(Aim) Rewrite the listing below with every "visible outline" changed to "visible boundary", keeping everything else the same.
--------------------------------------------------
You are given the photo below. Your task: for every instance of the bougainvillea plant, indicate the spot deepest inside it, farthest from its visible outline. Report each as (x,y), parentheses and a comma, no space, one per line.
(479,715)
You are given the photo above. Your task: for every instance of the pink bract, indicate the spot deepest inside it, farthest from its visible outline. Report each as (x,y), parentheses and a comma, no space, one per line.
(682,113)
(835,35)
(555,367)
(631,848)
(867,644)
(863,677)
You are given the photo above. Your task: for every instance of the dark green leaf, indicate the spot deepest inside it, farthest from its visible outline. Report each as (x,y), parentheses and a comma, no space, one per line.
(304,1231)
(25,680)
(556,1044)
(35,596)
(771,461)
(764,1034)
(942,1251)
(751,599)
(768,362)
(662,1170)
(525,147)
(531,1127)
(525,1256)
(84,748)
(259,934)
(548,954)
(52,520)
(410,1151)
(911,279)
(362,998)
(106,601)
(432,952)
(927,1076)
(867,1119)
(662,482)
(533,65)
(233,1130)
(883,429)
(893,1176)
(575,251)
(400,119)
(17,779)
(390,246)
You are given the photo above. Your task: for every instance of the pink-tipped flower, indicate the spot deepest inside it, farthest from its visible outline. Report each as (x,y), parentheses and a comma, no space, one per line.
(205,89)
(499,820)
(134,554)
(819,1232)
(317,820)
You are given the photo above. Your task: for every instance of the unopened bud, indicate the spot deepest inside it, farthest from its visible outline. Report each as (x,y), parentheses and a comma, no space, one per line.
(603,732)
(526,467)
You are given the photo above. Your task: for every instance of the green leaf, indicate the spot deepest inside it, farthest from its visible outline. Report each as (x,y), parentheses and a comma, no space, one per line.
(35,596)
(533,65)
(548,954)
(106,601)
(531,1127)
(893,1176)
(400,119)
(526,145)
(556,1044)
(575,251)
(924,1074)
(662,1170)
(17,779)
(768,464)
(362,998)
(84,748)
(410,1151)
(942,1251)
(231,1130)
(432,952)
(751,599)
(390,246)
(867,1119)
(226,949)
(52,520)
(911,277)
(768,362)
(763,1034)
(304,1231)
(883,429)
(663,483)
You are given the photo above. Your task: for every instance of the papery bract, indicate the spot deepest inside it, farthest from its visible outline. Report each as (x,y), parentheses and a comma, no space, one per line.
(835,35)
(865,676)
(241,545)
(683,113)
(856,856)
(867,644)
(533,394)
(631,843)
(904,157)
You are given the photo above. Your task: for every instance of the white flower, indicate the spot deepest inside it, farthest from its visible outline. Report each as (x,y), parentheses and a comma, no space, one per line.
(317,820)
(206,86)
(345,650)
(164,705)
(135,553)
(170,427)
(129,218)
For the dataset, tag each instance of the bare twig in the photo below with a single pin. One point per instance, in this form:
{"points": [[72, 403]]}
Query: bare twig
--------------------------------------------------
(Problem solution)
You are given the photo below. Your task: for every instance of the bougainvillea plant, indicate the spot deepest inside it, farthest from its visible boundary. Report each as (x,y), parentheses and a comma, no space, one per line.
(479,715)
You are given the photo above. Your task: for every instance of the pink bract, indicate the spot deepest inside it, farthest from its visible boundary. Report each as (x,y), parentheses and a comma, no space, one per line.
(682,113)
(835,35)
(555,367)
(631,848)
(867,644)
(863,677)
You are given the photo above. Your task: for every instance of the dark green leaf, indicate the spot deepest inside it, farthest from its visible boundary. Report each as (x,y), parentheses and a comma, no space, one per line.
(304,1231)
(25,680)
(556,1044)
(35,596)
(771,461)
(764,1034)
(942,1251)
(751,599)
(768,362)
(662,1170)
(525,147)
(531,1127)
(525,1256)
(84,748)
(259,934)
(548,954)
(52,520)
(410,1151)
(911,279)
(362,998)
(106,601)
(432,952)
(927,1076)
(867,1119)
(662,482)
(533,65)
(233,1130)
(883,429)
(893,1176)
(575,251)
(400,119)
(17,779)
(390,246)
You are given the photo above. Your task: for every instance of the pink-tipped flower, indicate the spot deepest inside it, farthest from its visible boundary. Report each as (x,y), parentheses and a comma, no space, one per line.
(205,89)
(499,820)
(134,554)
(819,1232)
(317,820)
You are given the photo above. Your task: for every instance of the unopened bud, indicate the spot deepest inside it, farthest from its visible boundary. Report each as (x,y), parentheses and a comma, no space, one per line.
(603,732)
(526,467)
You are given the photo above. Your task: for every instance of the green leaf, indicate the spot deepest inside it, farthest from its visible boundary. Report each as (x,y), parentheses and a comma, no space, one per line.
(35,596)
(533,65)
(548,954)
(106,601)
(531,1127)
(893,1176)
(400,119)
(526,145)
(556,1044)
(575,251)
(924,1074)
(662,1170)
(17,779)
(768,464)
(362,998)
(84,748)
(410,1151)
(942,1251)
(231,1130)
(432,952)
(751,599)
(390,246)
(867,1119)
(226,949)
(52,520)
(911,277)
(768,362)
(763,1034)
(304,1231)
(883,429)
(663,483)
You are given the photo above. Your task: for every instance of the papery bract, indicate the spot deepest inside it, farthest from its visible boundary. Report each as (x,y), parentheses and a comma, no space, one per line.
(835,35)
(865,676)
(241,545)
(683,113)
(856,856)
(867,644)
(533,394)
(631,843)
(904,157)
You are given the photo above. Your task: for every instance of the white flower, indicate the spot deepest inside it, farthest from its visible boundary. Report each as (x,y), parentheses and a comma, no space, one per line.
(317,820)
(206,86)
(345,650)
(164,705)
(135,553)
(170,427)
(129,218)
For the dataset, tag each instance of the bare twig in the photo below with a single pin. One point per instance, in this form:
{"points": [[72, 403]]}
Query: bare twig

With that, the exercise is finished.